■ **Goal**
How many lines of the listing below contain the string "dining"? Reply with the number alone.

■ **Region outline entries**
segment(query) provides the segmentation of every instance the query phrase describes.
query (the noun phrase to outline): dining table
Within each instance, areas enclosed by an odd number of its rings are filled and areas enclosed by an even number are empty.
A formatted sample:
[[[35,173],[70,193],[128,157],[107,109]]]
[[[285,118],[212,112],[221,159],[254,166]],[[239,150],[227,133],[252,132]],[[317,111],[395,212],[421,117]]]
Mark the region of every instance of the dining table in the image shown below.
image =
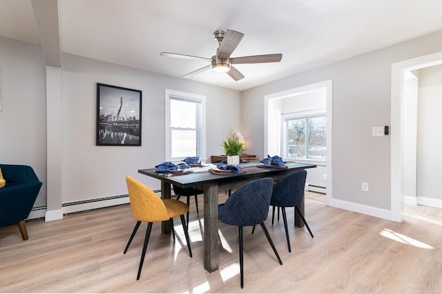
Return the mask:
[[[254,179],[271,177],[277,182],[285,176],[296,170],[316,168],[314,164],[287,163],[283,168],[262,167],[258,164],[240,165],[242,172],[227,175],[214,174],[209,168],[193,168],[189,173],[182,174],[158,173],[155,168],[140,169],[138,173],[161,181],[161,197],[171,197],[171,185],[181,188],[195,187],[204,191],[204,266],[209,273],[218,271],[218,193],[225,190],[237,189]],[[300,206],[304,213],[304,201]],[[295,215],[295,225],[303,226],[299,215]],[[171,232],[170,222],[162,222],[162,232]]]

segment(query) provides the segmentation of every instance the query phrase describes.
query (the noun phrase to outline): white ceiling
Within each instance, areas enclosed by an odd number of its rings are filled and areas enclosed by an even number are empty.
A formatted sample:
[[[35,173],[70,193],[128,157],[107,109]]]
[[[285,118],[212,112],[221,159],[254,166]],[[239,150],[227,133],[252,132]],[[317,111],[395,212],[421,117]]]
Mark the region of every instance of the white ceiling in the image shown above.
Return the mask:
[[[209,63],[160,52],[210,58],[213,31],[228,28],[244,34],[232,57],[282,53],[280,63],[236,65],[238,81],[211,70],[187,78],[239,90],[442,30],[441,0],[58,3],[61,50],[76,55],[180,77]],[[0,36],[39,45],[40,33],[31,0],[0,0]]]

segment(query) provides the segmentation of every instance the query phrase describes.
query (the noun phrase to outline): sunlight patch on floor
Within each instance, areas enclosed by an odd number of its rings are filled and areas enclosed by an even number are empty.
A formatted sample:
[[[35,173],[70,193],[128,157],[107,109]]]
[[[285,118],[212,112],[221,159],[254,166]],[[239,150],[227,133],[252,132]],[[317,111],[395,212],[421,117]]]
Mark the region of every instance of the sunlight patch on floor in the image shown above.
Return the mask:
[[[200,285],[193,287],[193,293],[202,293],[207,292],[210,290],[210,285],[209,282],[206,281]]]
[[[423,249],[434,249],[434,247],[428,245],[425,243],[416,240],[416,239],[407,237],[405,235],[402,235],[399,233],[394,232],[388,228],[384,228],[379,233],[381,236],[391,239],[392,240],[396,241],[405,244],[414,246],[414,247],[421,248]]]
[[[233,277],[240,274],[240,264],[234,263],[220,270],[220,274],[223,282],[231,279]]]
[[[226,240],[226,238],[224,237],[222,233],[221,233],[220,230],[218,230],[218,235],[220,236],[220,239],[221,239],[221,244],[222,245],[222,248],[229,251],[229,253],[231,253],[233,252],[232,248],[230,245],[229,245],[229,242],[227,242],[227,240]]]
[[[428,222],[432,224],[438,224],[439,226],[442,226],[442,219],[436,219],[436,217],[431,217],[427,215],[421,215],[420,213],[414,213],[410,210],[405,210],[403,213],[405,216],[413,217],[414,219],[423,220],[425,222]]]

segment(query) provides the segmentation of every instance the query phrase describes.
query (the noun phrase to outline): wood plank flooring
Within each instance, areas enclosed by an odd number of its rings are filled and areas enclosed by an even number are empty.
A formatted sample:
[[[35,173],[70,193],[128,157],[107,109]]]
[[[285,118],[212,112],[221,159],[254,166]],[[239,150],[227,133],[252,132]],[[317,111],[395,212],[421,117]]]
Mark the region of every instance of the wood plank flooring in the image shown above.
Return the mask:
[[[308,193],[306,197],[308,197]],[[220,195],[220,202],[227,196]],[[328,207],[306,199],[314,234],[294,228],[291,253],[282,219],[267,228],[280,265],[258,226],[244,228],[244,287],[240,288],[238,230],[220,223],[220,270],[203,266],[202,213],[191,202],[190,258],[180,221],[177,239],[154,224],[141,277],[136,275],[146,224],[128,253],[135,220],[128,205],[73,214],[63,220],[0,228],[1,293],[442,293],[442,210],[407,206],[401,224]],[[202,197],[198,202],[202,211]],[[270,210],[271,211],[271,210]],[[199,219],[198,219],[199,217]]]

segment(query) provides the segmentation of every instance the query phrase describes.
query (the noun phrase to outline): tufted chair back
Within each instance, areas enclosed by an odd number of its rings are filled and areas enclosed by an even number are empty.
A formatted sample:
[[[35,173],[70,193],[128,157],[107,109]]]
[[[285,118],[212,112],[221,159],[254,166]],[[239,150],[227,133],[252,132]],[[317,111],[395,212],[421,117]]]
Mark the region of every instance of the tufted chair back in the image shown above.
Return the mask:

■ **Final result**
2